• _WHAT IS BEING ASKED_: All of the entries are to be restated word for word.
:: MATERIAL SHOWN ::
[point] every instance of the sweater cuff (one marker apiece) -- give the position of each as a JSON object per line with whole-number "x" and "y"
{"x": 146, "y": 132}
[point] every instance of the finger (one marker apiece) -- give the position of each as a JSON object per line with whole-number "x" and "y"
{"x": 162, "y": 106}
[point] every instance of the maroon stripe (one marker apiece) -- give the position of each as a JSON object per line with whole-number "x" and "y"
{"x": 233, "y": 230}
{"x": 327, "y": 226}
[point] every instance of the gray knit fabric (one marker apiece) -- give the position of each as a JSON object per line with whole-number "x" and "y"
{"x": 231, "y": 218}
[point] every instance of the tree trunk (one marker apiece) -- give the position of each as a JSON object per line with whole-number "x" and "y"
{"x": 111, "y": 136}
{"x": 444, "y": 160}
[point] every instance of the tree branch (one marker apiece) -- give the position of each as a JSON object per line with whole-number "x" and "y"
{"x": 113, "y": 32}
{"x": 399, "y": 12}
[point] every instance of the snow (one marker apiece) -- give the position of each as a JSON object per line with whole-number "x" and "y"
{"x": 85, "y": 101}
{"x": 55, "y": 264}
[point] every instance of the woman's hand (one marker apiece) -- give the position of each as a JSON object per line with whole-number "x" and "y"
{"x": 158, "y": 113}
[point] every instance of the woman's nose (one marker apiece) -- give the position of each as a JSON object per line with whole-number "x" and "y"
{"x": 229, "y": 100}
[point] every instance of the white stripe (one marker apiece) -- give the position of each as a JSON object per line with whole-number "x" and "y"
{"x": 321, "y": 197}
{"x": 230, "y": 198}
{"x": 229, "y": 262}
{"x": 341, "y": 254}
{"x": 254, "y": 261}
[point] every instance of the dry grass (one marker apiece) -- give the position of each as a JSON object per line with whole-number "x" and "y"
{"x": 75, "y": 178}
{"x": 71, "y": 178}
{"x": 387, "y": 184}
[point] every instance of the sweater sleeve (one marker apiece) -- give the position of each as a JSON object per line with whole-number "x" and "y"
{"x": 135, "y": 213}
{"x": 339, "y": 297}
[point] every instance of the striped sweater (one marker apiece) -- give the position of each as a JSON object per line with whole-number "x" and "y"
:::
• _RESPONSE FOR THIS EXERCISE_:
[point] every instance of the sweater cuff (one marker apiece) -- give the position of each as a JSON object per line with whole-number "x" and "y"
{"x": 146, "y": 132}
[point] every instance of the finger (one marker apiece) -- give the position of each as a JSON object per line with whole-number "x" and "y"
{"x": 162, "y": 106}
[point] every instance of the maroon stripe (one marker apiece) -- give the position of each as a JSON object per line with whole-number "x" and "y"
{"x": 233, "y": 230}
{"x": 327, "y": 226}
[point] every instance of the gray knit fabric (one marker apiece) -- give the position of each as a JSON object per line with whole-number "x" and "y"
{"x": 231, "y": 218}
[point] every instance of the tree trunk (one marker apiece) -- give the position of each as a JSON object per line with whole-number "x" and "y"
{"x": 111, "y": 136}
{"x": 444, "y": 160}
[point] every instance of the tree branch (one marker apiece) -- give the position of each as a JSON object per line with whole-number "x" and "y"
{"x": 113, "y": 32}
{"x": 399, "y": 12}
[point] every instance of the snow (one marker apiece) -- give the position of each as a JSON object per line with whole-number "x" and "y"
{"x": 85, "y": 101}
{"x": 55, "y": 264}
[point] every instance of the woman's hand (one marker apiece) -- give the position of each as a JSON object per line with whole-number "x" and "y"
{"x": 158, "y": 113}
[point] every instance of the woman's nose (one marker apiece) -- give the position of each as a JSON object per line with whole-number "x" and "y"
{"x": 229, "y": 100}
[point] every instance of the white stripe (one marker apiece) -- give the position of each as a JSON object per line with whole-number "x" and "y"
{"x": 321, "y": 197}
{"x": 230, "y": 198}
{"x": 229, "y": 262}
{"x": 341, "y": 254}
{"x": 254, "y": 261}
[point] every instance of the dry grass (one marker apiece) -- give the position of each as a JSON object per line with whole-number "x" and "y"
{"x": 75, "y": 178}
{"x": 71, "y": 178}
{"x": 387, "y": 184}
[point] every instance of the sweater sleeve (one marker apiece) -- give the position of each as a JSON object per line with whole-number "x" and "y"
{"x": 135, "y": 213}
{"x": 339, "y": 297}
[point] every instance of the striped sweater (one marker apiece) -- give the position of each as a JSON object per line with whole-number "x" and "y"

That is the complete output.